**EXCERPT PROVIDED:**
◆ ◆ ◆ ◆ ◆

The “terms of reference” (ie the scope of the inquiry) make clear that the inquiry intends to probe how the problems with Horizon resulted in civil and criminal proceedings. Significantly, with respect to legal professional privilege, the inquiry intends to establish a clear account of how the Post Office used information from Horizon when it took legal action against the subpostmasters.
Privilege and public policy
Given the intended scope of the inquiry, it appears contrary to the public interest to allow the parties to withhold documents relevant to the inquiry on the basis of legal professional privilege. However, this is a right enshrined in statute. The Inquiries Act 2005 states that legal professional privilege applies in the same way for inquiries as it does in litigation.
There are several policy reasons for allowing parties involved in a litigation or inquiry to withhold legally privileged documents from production to third parties. The Court of Appeal summarised the case law dealing with these reasons in Lee Victor Addlesee v Dentons Europe LLP  EWCA Vic 1600. The Court of Appeal said:
- Legal advice privilege is a “fundamental human right” and a “necessary corollary of the right of any person to obtain skilled advice about the law”. A person cannot effectively obtain legal advice unless they can put all facts before their advisor without fear that they may be disclosed and used to their prejudice.
- It cannot be overridden by some supposedly greater public interest. In his judgment, Lord Justice Lewison quoted from a judgment in a previous case that said: “The public interest in a party being able to obtain informed legal advice in confidence prevails over the public interest in all relevant material being available to the courts when deciding cases.”

◆ ◆ ◆ ◆ ◆

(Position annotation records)
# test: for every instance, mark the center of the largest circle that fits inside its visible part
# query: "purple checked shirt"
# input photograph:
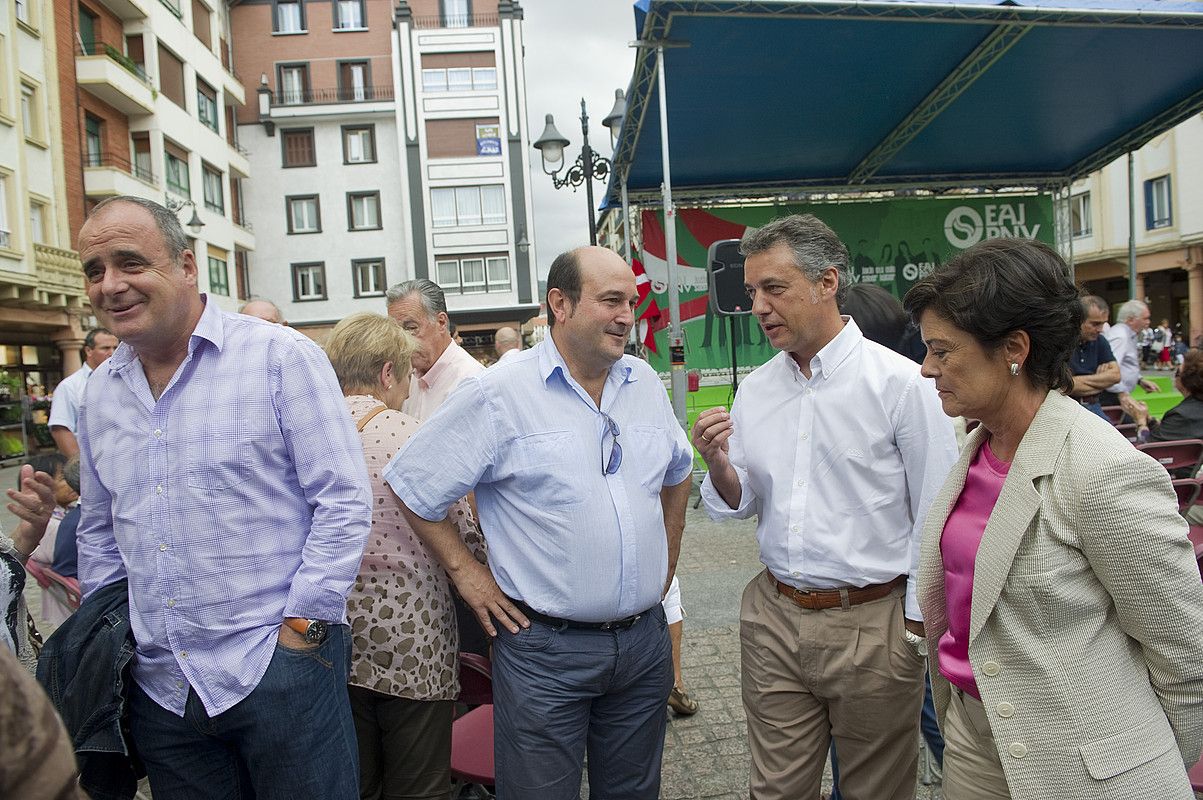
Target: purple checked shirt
(238, 498)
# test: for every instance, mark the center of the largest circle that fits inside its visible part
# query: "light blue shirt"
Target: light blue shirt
(563, 537)
(239, 497)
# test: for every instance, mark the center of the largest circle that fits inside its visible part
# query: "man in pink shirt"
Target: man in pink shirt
(439, 363)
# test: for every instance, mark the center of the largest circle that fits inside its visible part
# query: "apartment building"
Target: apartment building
(149, 101)
(41, 285)
(1168, 211)
(389, 141)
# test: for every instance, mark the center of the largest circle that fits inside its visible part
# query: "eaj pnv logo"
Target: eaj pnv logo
(965, 226)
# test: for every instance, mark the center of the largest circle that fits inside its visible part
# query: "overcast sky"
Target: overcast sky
(574, 49)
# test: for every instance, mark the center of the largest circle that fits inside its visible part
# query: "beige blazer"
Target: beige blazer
(1086, 620)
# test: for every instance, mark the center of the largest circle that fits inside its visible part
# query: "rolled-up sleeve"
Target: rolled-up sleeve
(332, 474)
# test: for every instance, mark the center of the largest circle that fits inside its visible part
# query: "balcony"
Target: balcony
(102, 70)
(106, 175)
(455, 21)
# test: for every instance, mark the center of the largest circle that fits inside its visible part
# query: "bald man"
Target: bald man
(264, 309)
(507, 342)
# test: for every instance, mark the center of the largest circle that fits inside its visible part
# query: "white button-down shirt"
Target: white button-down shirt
(840, 468)
(426, 393)
(1127, 354)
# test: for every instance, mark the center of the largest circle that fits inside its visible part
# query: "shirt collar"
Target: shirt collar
(551, 361)
(208, 327)
(835, 351)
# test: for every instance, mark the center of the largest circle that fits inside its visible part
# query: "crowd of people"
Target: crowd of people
(283, 547)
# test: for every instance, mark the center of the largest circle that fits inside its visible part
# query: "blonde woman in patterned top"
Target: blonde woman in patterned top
(404, 673)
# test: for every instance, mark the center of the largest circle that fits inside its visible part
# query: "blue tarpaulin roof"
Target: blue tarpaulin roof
(778, 96)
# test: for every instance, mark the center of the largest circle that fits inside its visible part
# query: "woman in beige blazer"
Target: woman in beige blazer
(1061, 600)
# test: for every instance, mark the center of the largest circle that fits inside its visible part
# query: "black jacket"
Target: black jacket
(84, 667)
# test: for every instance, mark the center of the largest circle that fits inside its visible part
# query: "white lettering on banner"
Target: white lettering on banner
(964, 226)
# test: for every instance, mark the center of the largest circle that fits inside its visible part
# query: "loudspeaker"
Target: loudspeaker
(726, 265)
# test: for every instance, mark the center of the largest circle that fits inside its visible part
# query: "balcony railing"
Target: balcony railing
(455, 21)
(118, 161)
(98, 47)
(320, 96)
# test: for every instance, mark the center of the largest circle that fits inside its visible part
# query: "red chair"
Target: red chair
(1184, 454)
(472, 735)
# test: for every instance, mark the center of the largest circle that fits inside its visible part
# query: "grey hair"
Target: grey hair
(813, 246)
(428, 294)
(165, 219)
(1130, 309)
(71, 473)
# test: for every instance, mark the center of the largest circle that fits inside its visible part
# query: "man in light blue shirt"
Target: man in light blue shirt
(581, 475)
(223, 475)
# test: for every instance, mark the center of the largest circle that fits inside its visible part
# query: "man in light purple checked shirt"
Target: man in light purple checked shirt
(221, 474)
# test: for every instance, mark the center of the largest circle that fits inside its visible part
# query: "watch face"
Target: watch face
(316, 632)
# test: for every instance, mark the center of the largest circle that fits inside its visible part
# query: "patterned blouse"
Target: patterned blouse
(403, 623)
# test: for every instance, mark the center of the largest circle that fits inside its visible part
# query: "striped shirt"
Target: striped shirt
(238, 498)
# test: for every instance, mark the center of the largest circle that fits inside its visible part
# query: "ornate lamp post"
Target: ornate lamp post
(588, 166)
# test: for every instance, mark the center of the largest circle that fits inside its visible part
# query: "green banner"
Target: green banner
(892, 243)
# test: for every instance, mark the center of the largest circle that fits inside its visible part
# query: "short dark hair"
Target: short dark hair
(877, 313)
(89, 339)
(1002, 285)
(566, 276)
(1191, 373)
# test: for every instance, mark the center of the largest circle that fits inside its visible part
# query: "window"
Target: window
(1157, 211)
(353, 81)
(207, 104)
(214, 194)
(369, 280)
(298, 150)
(93, 140)
(304, 214)
(294, 83)
(363, 211)
(348, 15)
(462, 206)
(359, 144)
(171, 76)
(1079, 214)
(289, 17)
(474, 274)
(308, 282)
(177, 170)
(219, 277)
(5, 230)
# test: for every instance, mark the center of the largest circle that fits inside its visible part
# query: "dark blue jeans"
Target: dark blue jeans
(290, 739)
(928, 727)
(559, 691)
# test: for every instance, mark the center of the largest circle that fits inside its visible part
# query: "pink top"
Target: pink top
(959, 546)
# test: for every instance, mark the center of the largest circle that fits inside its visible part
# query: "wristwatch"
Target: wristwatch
(314, 630)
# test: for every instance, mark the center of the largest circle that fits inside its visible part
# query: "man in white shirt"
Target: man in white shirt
(439, 363)
(1130, 320)
(837, 445)
(98, 345)
(508, 343)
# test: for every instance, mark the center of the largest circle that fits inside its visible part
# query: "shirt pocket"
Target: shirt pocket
(545, 467)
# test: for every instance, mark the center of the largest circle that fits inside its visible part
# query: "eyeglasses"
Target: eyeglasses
(615, 460)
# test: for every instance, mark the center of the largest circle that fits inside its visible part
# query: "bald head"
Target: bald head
(507, 339)
(264, 309)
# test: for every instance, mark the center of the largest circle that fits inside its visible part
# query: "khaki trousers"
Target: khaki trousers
(843, 674)
(972, 768)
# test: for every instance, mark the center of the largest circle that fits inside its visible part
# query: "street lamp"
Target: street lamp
(588, 166)
(194, 224)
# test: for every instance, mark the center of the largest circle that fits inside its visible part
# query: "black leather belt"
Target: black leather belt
(556, 622)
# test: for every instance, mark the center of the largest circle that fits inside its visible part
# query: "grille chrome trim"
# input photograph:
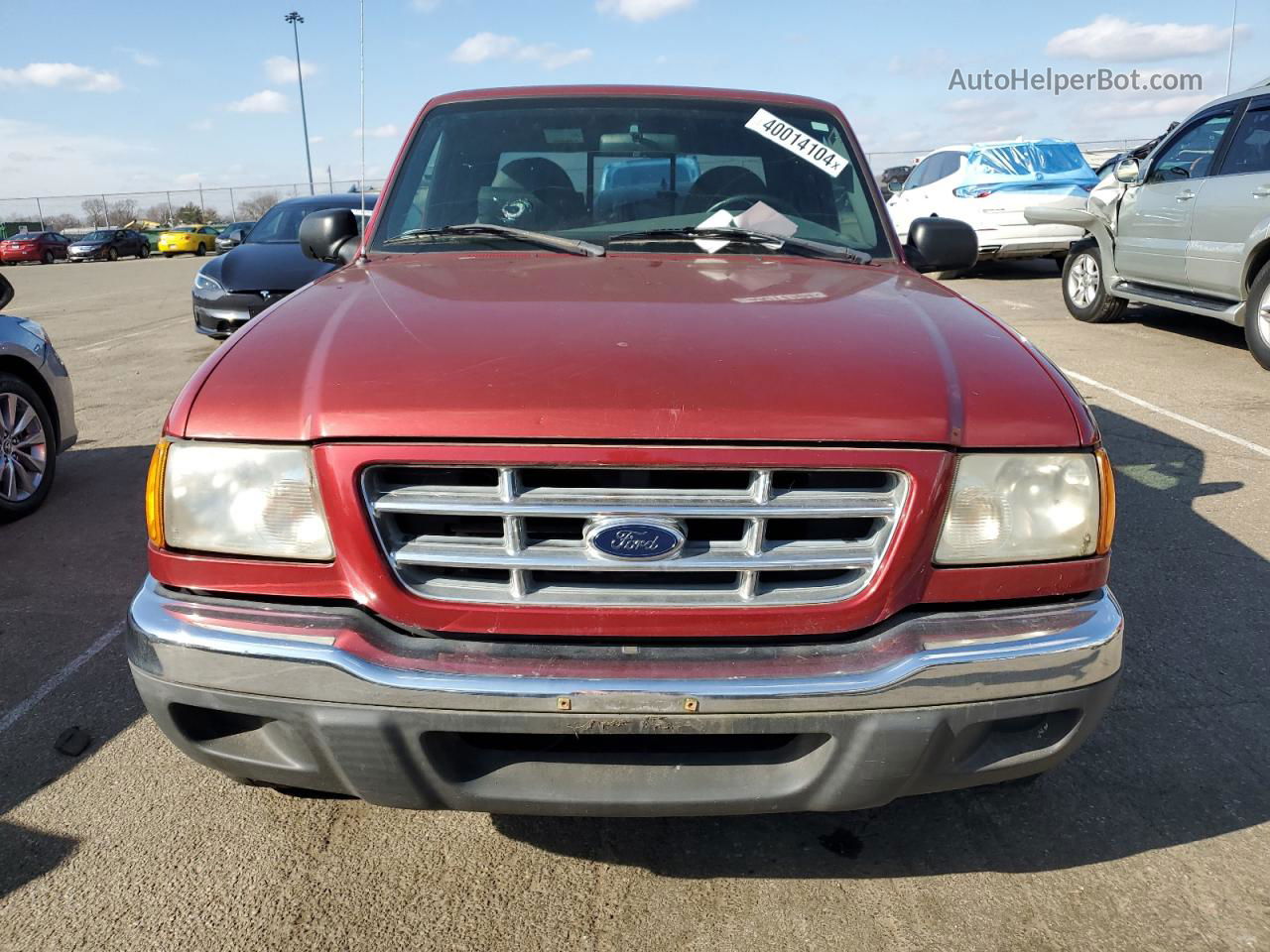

◆ ◆ ◆ ◆ ◆

**WRITTEN PROBLEM:**
In the excerpt on legal professional privilege, what does the Inquiries Act 2005 say about how that privilege applies to inquiries?

**FINAL RESULT:**
It applies in the same way for inquiries as it does in litigation.